▸ **Given instruction**: Rewrite all of the items below, putting "JSON list" everywhere "JSON array" appears and keeping everything else the same.

>> start Entries supplied

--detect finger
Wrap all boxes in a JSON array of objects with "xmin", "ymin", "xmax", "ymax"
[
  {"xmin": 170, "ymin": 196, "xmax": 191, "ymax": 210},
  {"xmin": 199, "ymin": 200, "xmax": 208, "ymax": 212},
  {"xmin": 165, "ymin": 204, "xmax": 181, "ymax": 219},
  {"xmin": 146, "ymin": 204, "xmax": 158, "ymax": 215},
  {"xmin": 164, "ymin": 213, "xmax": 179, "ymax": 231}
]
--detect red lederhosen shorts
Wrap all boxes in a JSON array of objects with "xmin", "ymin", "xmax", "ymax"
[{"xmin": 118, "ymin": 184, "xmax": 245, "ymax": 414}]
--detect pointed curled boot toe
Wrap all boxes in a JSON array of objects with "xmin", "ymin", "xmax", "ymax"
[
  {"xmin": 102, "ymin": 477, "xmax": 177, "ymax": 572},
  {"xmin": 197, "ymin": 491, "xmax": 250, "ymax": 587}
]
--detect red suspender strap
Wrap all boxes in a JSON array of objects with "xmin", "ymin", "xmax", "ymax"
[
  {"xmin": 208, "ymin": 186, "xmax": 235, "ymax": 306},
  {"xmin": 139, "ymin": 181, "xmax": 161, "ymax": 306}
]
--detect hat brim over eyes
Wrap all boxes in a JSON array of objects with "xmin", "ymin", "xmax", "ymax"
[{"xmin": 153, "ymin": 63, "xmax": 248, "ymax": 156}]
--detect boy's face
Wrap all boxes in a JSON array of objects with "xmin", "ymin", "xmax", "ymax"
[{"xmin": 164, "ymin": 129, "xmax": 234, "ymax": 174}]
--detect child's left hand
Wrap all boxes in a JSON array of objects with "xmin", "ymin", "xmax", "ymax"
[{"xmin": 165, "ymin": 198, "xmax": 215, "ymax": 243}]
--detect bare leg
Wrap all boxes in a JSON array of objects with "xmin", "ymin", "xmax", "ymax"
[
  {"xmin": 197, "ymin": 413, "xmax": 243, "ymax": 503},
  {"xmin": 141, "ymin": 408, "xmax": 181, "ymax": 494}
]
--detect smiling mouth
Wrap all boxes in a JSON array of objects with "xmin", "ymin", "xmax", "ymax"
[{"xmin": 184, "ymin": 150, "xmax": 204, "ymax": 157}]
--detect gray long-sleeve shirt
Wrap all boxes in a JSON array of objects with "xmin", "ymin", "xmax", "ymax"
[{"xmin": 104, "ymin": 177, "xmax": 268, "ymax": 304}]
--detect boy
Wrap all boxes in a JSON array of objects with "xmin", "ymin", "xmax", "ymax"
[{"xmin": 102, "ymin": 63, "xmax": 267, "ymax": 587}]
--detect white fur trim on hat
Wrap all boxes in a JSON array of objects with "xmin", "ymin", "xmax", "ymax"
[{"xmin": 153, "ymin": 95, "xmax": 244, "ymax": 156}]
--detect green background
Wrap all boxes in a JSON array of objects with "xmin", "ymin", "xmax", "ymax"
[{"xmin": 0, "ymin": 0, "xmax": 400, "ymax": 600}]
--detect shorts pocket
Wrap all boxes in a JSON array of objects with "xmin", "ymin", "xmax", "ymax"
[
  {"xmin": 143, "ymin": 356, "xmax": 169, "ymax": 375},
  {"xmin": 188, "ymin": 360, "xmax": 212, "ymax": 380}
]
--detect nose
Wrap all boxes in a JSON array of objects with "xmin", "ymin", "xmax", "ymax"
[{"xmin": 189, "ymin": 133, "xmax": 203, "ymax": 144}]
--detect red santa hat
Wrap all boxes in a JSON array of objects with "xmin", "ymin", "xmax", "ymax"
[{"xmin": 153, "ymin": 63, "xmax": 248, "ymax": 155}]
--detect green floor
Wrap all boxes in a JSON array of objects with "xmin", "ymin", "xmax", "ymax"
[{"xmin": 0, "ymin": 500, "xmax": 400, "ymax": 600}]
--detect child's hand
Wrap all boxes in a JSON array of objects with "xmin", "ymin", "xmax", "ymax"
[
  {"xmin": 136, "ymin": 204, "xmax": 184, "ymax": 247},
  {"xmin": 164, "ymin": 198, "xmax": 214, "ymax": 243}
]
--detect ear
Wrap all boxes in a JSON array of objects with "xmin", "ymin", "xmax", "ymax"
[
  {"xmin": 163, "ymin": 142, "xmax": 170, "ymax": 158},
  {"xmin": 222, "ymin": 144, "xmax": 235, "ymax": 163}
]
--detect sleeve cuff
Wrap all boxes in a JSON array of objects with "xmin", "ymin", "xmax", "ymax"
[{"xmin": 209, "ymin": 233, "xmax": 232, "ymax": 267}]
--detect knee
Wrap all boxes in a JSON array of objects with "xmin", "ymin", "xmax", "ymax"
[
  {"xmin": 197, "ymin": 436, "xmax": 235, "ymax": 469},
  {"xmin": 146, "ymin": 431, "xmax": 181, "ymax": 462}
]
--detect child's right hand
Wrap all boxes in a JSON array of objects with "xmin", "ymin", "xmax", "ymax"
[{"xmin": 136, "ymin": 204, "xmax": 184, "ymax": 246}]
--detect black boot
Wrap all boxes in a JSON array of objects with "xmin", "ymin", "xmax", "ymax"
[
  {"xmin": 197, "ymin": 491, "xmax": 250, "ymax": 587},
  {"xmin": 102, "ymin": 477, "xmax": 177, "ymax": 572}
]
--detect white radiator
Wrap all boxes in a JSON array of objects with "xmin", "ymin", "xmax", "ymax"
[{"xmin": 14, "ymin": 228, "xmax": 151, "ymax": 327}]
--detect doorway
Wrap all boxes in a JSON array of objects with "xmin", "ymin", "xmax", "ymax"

>> end Entries supplied

▸ **Task response**:
--detect finger
Wrap all boxes in a JSON list of objects with "xmin", "ymin", "xmax", "ymax"
[
  {"xmin": 170, "ymin": 196, "xmax": 191, "ymax": 210},
  {"xmin": 199, "ymin": 200, "xmax": 208, "ymax": 212},
  {"xmin": 165, "ymin": 204, "xmax": 181, "ymax": 219},
  {"xmin": 146, "ymin": 204, "xmax": 158, "ymax": 215},
  {"xmin": 164, "ymin": 213, "xmax": 179, "ymax": 231}
]
--detect red lederhosen shorts
Wrap all boxes in a JSON list of objects with "xmin", "ymin", "xmax", "ymax"
[{"xmin": 118, "ymin": 184, "xmax": 245, "ymax": 414}]
--detect pointed curled boot toe
Wrap all boxes in a JSON list of objects with "xmin", "ymin", "xmax", "ymax"
[
  {"xmin": 102, "ymin": 477, "xmax": 177, "ymax": 572},
  {"xmin": 197, "ymin": 491, "xmax": 250, "ymax": 587}
]
--detect red suspender strap
Wrap all boxes in a JSON list of objects with "xmin", "ymin", "xmax", "ymax"
[
  {"xmin": 208, "ymin": 186, "xmax": 235, "ymax": 306},
  {"xmin": 139, "ymin": 181, "xmax": 161, "ymax": 306}
]
--detect hat brim over eyes
Wrap all boxes in a JSON list of objects with "xmin", "ymin", "xmax", "ymax"
[{"xmin": 153, "ymin": 63, "xmax": 248, "ymax": 156}]
--detect boy's face
Wrap all boxes in a JSON list of objects with "xmin", "ymin", "xmax", "ymax"
[{"xmin": 164, "ymin": 129, "xmax": 234, "ymax": 174}]
--detect child's left hand
Wrap all boxes in a JSON list of objects with "xmin", "ymin", "xmax", "ymax"
[{"xmin": 165, "ymin": 198, "xmax": 215, "ymax": 243}]
--detect bare leg
Wrap all boxes in a JSON list of objects with "xmin", "ymin", "xmax", "ymax"
[
  {"xmin": 197, "ymin": 413, "xmax": 243, "ymax": 503},
  {"xmin": 141, "ymin": 408, "xmax": 181, "ymax": 494}
]
--detect smiling mouth
Wrap all boxes in a JSON list of objects with "xmin", "ymin", "xmax", "ymax"
[{"xmin": 184, "ymin": 150, "xmax": 204, "ymax": 157}]
--detect gray long-sleeve shirt
Wrap all boxes in a JSON list of objects with "xmin", "ymin", "xmax", "ymax"
[{"xmin": 104, "ymin": 177, "xmax": 268, "ymax": 304}]
--detect boy
Wrap all boxes in a JSON list of objects with "xmin", "ymin", "xmax", "ymax"
[{"xmin": 102, "ymin": 63, "xmax": 267, "ymax": 587}]
--detect white fur trim on hat
Wrap all boxes in a JSON list of objects with "xmin", "ymin", "xmax", "ymax"
[{"xmin": 153, "ymin": 95, "xmax": 244, "ymax": 156}]
--detect green background
Wrap all boxes in a JSON list of objects with "xmin", "ymin", "xmax", "ymax"
[{"xmin": 0, "ymin": 0, "xmax": 400, "ymax": 600}]
--detect shorts pocket
Wrap all boxes in a JSON list of objects with "xmin", "ymin", "xmax", "ymax"
[
  {"xmin": 143, "ymin": 356, "xmax": 169, "ymax": 375},
  {"xmin": 188, "ymin": 360, "xmax": 212, "ymax": 380}
]
--detect nose
Wrap all boxes in a JSON list of objects with "xmin", "ymin", "xmax", "ymax"
[{"xmin": 189, "ymin": 133, "xmax": 203, "ymax": 144}]
--detect red santa hat
Wrap all boxes in a JSON list of objects with "xmin", "ymin", "xmax", "ymax"
[{"xmin": 153, "ymin": 63, "xmax": 248, "ymax": 155}]
--detect green floor
Wrap all boxes in a JSON list of objects with "xmin", "ymin", "xmax", "ymax"
[{"xmin": 0, "ymin": 500, "xmax": 400, "ymax": 600}]
--detect child's hand
Wrap all boxes in a JSON list of objects with "xmin", "ymin", "xmax", "ymax"
[
  {"xmin": 136, "ymin": 204, "xmax": 184, "ymax": 247},
  {"xmin": 164, "ymin": 198, "xmax": 214, "ymax": 243}
]
--detect ear
Wrap all boxes in a JSON list of objects with "xmin", "ymin", "xmax", "ymax"
[
  {"xmin": 163, "ymin": 142, "xmax": 170, "ymax": 158},
  {"xmin": 222, "ymin": 144, "xmax": 235, "ymax": 163}
]
--detect sleeve cuff
Wrap all boxes in a JSON list of objects with "xmin", "ymin", "xmax", "ymax"
[{"xmin": 209, "ymin": 233, "xmax": 232, "ymax": 267}]
--detect knee
Wrap all boxes in a JSON list of objects with "xmin", "ymin", "xmax", "ymax"
[
  {"xmin": 197, "ymin": 436, "xmax": 235, "ymax": 469},
  {"xmin": 146, "ymin": 431, "xmax": 181, "ymax": 462}
]
--detect child's right hand
Wrap all boxes in a JSON list of objects with "xmin", "ymin", "xmax", "ymax"
[{"xmin": 136, "ymin": 204, "xmax": 184, "ymax": 246}]
--detect black boot
Wrap all boxes in a JSON list of objects with "xmin", "ymin", "xmax", "ymax"
[
  {"xmin": 197, "ymin": 491, "xmax": 250, "ymax": 587},
  {"xmin": 102, "ymin": 477, "xmax": 177, "ymax": 572}
]
--detect white radiator
Wrap all boxes in a JSON list of objects with "xmin", "ymin", "xmax", "ymax"
[{"xmin": 14, "ymin": 228, "xmax": 151, "ymax": 327}]
--detect doorway
Wrap all boxes in a JSON list of objects with "xmin", "ymin", "xmax", "ymax"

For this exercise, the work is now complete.